BEGIN Material shown
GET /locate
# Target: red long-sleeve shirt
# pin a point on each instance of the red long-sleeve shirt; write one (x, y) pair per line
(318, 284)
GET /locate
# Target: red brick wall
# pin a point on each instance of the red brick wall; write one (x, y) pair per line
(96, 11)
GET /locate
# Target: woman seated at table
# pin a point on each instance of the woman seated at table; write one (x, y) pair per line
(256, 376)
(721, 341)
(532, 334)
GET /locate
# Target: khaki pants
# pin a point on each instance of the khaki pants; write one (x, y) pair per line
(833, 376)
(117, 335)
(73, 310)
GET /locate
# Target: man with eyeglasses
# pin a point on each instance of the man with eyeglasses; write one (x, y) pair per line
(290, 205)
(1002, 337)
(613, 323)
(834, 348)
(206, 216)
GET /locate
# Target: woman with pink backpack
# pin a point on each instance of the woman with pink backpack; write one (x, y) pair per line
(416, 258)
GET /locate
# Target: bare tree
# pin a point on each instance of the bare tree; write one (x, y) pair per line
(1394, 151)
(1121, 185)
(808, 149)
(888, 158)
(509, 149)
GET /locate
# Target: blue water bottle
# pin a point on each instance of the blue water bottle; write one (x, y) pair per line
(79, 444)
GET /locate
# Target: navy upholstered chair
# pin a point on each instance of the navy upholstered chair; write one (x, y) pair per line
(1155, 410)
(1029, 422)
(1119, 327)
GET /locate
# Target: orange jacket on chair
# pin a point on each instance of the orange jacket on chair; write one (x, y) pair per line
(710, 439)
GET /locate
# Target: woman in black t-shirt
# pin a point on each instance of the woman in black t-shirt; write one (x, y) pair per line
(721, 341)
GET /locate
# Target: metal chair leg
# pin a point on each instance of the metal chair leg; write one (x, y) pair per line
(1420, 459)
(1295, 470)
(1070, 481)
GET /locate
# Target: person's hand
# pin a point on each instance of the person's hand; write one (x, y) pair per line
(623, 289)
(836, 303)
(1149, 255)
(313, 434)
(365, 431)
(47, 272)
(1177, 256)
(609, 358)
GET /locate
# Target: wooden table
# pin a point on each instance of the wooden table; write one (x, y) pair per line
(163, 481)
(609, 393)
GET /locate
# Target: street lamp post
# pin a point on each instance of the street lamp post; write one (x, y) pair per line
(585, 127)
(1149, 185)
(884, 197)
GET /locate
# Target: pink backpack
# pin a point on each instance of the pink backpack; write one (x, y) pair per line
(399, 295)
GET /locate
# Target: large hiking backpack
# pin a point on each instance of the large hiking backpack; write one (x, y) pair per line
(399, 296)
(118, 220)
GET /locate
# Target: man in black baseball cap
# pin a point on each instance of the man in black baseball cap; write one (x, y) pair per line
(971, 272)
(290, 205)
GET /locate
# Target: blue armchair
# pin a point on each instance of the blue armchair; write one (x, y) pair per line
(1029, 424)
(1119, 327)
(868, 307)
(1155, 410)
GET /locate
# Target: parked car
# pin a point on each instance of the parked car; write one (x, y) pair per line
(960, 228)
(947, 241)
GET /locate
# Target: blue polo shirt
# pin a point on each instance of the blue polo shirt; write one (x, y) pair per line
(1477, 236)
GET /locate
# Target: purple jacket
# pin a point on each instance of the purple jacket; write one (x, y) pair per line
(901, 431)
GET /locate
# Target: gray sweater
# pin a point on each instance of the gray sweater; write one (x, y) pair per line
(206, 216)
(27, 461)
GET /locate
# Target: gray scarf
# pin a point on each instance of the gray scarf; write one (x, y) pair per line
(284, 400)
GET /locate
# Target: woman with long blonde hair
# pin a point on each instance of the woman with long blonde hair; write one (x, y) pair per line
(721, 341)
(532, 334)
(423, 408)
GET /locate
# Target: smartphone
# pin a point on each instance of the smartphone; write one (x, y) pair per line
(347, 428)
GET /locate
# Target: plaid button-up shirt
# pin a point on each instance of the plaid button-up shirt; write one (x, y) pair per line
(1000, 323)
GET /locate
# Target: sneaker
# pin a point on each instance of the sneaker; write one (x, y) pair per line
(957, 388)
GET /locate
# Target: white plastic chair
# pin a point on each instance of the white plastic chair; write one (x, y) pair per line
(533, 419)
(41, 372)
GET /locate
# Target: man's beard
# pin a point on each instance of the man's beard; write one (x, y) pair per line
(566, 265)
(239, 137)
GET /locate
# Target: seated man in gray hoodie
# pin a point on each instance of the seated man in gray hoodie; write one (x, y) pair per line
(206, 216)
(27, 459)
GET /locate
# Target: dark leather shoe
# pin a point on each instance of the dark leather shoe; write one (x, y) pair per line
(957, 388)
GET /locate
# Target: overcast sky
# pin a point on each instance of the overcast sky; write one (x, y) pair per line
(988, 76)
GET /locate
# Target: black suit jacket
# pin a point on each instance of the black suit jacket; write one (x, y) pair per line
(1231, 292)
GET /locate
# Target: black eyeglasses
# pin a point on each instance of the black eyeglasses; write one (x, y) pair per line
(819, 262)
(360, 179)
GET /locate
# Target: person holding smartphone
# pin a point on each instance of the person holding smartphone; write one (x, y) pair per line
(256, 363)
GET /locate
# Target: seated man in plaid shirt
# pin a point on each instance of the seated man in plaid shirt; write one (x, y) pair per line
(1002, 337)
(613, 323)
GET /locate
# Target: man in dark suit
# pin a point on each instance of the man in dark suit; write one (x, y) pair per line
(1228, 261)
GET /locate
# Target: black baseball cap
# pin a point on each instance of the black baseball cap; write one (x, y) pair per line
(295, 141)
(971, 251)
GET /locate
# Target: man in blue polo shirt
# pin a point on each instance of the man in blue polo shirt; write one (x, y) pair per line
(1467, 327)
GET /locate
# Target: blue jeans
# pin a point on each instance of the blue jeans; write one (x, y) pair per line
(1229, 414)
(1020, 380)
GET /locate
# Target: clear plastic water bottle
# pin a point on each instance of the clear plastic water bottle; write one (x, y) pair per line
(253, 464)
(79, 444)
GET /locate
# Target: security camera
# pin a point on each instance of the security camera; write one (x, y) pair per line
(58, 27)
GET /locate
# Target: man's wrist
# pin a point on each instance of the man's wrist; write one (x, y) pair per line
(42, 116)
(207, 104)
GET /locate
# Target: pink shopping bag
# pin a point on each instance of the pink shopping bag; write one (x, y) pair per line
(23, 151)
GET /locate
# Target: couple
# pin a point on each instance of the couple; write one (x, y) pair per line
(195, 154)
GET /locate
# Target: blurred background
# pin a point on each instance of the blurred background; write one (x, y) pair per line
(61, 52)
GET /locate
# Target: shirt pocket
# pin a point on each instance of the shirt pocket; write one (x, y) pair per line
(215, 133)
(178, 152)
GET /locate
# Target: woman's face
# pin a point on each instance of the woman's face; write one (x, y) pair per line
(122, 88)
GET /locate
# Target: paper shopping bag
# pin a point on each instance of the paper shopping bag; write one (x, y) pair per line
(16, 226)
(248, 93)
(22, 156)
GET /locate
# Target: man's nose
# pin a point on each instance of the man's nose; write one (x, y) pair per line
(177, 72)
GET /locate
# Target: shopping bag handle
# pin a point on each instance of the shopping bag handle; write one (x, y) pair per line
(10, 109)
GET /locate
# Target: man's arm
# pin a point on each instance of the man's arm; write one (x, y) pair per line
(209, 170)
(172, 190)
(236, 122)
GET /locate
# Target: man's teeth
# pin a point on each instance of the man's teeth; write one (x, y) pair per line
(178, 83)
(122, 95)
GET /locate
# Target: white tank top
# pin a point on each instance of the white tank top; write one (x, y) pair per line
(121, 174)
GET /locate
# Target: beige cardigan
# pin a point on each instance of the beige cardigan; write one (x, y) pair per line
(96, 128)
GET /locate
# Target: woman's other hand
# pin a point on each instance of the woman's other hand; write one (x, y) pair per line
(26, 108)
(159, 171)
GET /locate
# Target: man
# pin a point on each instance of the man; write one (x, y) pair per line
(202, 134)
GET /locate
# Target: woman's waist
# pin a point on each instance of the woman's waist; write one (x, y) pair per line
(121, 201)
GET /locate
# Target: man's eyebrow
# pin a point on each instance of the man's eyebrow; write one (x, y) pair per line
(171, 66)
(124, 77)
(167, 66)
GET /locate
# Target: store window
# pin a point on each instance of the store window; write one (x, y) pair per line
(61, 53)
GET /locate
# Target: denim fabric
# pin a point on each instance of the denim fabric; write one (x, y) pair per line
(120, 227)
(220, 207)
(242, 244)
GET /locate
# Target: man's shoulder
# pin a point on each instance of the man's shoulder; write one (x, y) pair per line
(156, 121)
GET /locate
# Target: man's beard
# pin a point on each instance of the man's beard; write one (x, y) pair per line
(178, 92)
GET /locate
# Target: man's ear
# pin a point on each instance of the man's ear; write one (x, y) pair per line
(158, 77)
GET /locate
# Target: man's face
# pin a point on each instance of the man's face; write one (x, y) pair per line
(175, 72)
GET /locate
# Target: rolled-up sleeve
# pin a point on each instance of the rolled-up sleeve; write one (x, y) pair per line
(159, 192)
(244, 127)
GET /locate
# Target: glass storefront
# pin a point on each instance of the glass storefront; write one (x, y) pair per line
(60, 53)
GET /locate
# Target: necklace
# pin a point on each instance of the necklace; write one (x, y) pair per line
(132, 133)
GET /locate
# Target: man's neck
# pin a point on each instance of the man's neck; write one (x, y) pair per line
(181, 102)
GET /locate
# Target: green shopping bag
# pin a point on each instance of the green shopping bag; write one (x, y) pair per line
END Material shown
• _Task details_
How many lines in the entries above contain the string "hoodie"? Case counts, so match uppercase and lowercase letters exactly, and reply with the number alone.

• _Answer to this task_
2